Recorded data:
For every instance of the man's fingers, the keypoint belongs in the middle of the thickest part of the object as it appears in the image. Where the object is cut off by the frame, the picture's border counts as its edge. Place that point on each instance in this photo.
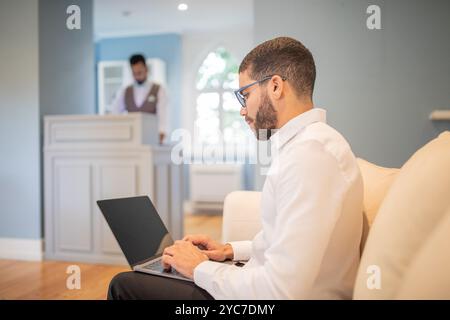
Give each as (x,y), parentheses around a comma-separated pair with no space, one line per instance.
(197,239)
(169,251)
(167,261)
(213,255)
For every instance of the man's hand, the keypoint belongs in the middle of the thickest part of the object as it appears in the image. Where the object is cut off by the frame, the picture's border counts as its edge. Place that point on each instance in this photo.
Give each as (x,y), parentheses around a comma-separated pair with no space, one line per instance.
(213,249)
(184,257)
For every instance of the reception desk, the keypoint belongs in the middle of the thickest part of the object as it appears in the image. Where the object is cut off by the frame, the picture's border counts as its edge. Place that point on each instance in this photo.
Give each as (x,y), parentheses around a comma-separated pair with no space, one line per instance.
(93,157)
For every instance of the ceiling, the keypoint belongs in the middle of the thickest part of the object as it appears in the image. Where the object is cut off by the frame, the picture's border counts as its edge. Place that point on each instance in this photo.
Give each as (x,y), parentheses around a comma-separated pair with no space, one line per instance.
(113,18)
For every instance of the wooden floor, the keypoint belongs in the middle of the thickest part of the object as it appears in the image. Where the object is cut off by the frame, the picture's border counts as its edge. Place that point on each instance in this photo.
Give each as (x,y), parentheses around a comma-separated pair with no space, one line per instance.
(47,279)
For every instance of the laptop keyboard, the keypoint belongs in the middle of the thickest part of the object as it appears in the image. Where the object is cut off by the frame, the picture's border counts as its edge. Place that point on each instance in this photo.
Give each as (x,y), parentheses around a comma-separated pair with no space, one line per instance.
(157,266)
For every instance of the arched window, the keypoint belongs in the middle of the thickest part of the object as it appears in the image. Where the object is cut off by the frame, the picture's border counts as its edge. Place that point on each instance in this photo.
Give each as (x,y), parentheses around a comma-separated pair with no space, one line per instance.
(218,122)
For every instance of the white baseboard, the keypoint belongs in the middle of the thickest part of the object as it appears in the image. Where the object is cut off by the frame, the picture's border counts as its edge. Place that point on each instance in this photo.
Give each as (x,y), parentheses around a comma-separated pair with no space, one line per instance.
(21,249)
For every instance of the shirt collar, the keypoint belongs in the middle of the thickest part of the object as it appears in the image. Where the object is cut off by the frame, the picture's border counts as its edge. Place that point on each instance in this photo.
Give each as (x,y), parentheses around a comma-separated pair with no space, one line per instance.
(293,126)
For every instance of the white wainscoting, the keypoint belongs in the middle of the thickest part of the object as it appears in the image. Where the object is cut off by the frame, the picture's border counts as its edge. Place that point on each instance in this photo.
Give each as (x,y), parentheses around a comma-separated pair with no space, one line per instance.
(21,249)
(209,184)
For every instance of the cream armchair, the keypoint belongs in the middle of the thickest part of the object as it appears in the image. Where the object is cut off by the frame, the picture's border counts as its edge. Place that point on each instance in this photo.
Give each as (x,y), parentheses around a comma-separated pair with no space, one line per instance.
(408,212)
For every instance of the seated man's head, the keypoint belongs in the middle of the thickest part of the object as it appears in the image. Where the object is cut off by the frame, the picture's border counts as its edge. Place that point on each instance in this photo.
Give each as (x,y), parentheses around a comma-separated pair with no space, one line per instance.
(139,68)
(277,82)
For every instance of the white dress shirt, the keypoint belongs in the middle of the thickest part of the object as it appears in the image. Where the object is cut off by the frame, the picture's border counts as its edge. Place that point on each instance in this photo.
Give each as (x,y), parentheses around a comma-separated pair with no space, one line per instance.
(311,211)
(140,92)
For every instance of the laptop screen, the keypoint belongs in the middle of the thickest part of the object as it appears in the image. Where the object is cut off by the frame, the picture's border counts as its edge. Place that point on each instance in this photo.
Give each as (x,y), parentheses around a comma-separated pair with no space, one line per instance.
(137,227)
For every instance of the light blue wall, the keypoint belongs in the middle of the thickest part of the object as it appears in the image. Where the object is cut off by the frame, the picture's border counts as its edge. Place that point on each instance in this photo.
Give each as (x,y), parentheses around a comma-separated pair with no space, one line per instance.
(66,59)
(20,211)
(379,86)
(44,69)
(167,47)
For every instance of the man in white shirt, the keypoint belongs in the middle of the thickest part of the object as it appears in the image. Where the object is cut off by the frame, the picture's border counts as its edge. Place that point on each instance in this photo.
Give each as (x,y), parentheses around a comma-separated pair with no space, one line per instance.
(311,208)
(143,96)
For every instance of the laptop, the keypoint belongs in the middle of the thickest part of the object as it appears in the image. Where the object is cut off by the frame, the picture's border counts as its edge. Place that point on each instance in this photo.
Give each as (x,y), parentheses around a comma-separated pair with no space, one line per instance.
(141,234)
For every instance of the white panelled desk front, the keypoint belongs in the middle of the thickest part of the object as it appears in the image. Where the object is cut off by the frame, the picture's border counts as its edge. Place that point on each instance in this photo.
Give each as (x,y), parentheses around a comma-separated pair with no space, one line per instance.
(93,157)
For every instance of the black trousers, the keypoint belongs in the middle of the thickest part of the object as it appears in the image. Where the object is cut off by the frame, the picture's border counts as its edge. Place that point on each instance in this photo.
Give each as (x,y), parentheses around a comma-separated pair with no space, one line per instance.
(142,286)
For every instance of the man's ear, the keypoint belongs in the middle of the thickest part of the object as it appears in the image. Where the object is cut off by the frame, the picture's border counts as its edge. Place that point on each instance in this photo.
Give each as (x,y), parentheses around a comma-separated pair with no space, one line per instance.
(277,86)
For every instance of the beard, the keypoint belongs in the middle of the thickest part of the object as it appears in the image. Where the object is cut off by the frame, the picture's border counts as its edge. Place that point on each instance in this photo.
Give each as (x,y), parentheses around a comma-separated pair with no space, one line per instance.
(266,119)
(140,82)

TASK DIRECTIONS: Your copy of the records above should be exact and contain no pictures.

EXPECTED OUTPUT:
For every instance of the man's fingers, the keypoint belongs in the middle of the thickest part of the object as it appears in the image. Where the object is cut off by the frame, the picture's border counts as its edge. Place that point on each instance in this photo.
Give each as (x,y), parentheses around a comma-separated pair with no space, one line per instance.
(197,239)
(169,251)
(167,261)
(213,255)
For every instance of the man's hand, the keypoint belongs in the middle of the thickest part of the object as it appears in the image. Where the object is cut off by the frame, the picture's border counts as its edge. Place that point on each instance in this photo.
Give each as (x,y), parentheses around a comma-separated pair with no space, one line per instance.
(213,249)
(184,257)
For every instance of the reception desk, the keypoint belongs in the middle of the thickest part of the object as it appears in the image. Where the object is cut off by the frame, the picture's border counts as its edge. Place that point on each instance in this photo.
Give each as (x,y), parentheses around a comma-separated pair with no space, one line per instance.
(93,157)
For every instance of the ceiling, the keypoint belongs in the middle of the thickest part of the object as it appears in the image. Where the object is cut off by the frame, the picture's border counts as its edge. Place that point on each instance in this photo.
Give each as (x,y), parentheses around a comma-separated pair with no space, one line per instance.
(113,18)
For every instance of the wooden floor, the keypoint belongs in the middle of the thickest part of the object as it appears in the image. Where the object is cut off by the frame, the picture's border counts as its edge. Place that point on each instance in this photo.
Give each as (x,y), parentheses around a comma-separated pair with no space, one line per instance.
(47,279)
For every instance of the laptop keyboard, the keypoint belongs in the middle of the thickest part of the object as it appears in the image. Where the object is cut off by the frame, the picture's border counts as its edge. Place that point on each instance in this photo.
Give each as (x,y), parentheses around a comma-separated pair with no space, one line per instance.
(157,266)
For every instance of the arched window, the keypoint belongs in the middle of the thickest part of the object as it appears in the image. Where the object is cut off by the frame, the picture's border counts as its edge. Place that point on each instance in this photo.
Give each as (x,y), parentheses around a comma-separated pair with no space, one line per instance.
(218,122)
For every instance of the white baseboard, the keypoint belongs in the middle of the thickest part of the object as it appears in the image. Where the object is cut off by the frame, the picture's border counts as its edge. Place that point on each instance in this photo.
Give each as (x,y), parentheses around a comma-separated pair with no space, one line per instance.
(21,249)
For every instance of the shirt collar, the keypoint belongs in the middle of the thickest part of the object as it appears in the image. Where the object is cut off by the frame, the picture's border counts as its edge. Place that point on each instance in this photo.
Give each as (x,y), parentheses around a comma-separated pair with no space, one line per instance.
(293,126)
For every instance of the white wainscoting, the keypoint belongs in the middle of the thickest part of the object as it appears in the image. Where the object is cut off by the frame, the picture's border counts as its edge. Place that point on each instance in this photo.
Give each as (x,y), parentheses around a comma-separated pair with no space, one line per instance.
(21,249)
(209,184)
For every instance of the cream armchair, the keypoint belongs in the middle of the thickest part of the object as it appears in the image. Where the object is cut off by the frame, the picture's border counts as its edge. Place that point on each instance in this photo.
Give each as (x,y), parentheses around a comma-separated pair with no space, one line per instance.
(408,212)
For every instance of the seated man's head, the keypoint belongs in the middle of the thickest part of the object as it appears in the image. Where the object is cut off by the frame, the picture's border counts as its edge. Place that point on each instance in this photo.
Give each as (x,y), parentheses around a comma-separated pair with no space, one line per instance.
(139,68)
(277,82)
For every instance of the white dress shirt, the keypoint belongs in the middle of the thickest part of the object as it appears in the image. Where the object is cut off by the frame, the picture's border counts as its edge. Place that point on each instance in this photo.
Give each as (x,y), parentheses around a comma-separated pair with no space, one line per instance.
(311,211)
(140,92)
For every instance of the laptop screen, the keypoint belongs in the middle of the thickest part of the object as it appears in the image. Where the object is cut off by the frame, the picture's border counts as its edge. Place that point on each instance in this photo.
Give each as (x,y), parentheses around a comma-separated pair with no space, one line per instance.
(137,227)
For every instance of the light blue wall, the keypoint belongs in the middle of the thickest part of the object as it appears in the image. Where the object is cut off by the frame, the picture's border counts as its edge. Place that point on each instance in this photo.
Give each as (x,y), parentheses around a comma-separated pair with no space, one line per instance.
(66,59)
(20,211)
(379,86)
(44,69)
(167,47)
For every instance of the man in white shirt, the keypoint belongs in the middle of the thickest part of the object as it appears in the image. Where the object is cut off by the frame, the picture's border counts as its edge. Place that point on each instance in this photo.
Give each as (x,y), parentheses around a comma-separated pair with no space, one line per instance.
(311,208)
(143,96)
For every instance of the laptop, the keypoint belongs in the middle of the thickest part of the object as it appears in the image. Where the object is cut off by the frame, the picture's border counts as its edge. Place that point on each instance in this photo.
Give each as (x,y), parentheses around a comma-separated pair with no space, one line per instance.
(141,234)
For every instance of the white panelled desk front, the keypoint belongs in the middle of the thickest part of the object as it appears in the image. Where the object is cut off by the frame, the picture's border counts as its edge. Place that point on each instance in this photo.
Give each as (x,y), parentheses around a comma-separated pair with no space, one line per instance.
(93,157)
For every instance of the black trousers, the keypoint belongs in the middle of the thickest part of the object as it appears in the image. Where the object is cut off by the frame, the picture's border counts as its edge. Place that point on each instance in this photo.
Give each as (x,y), parentheses around a comma-separated pair with no space, one line per instance.
(142,286)
For every instance of the man's ear, the keypoint belongs in the middle of the thickest part of the object as it appears in the image. Where the object is cut off by the frame, the picture's border counts as its edge. Place that point on each instance in this photo.
Give each as (x,y), parentheses around a comma-separated pair with no space, one line per instance.
(277,86)
For every instance of the beard, the keypoint belongs in the middle of the thickest part of the object as it appears in the image. Where the object is cut off by the frame, the picture's border counts as its edge. Place that point on each instance in this photo.
Give each as (x,y), parentheses around a comma-separated pair with no space, one line per instance.
(266,119)
(140,82)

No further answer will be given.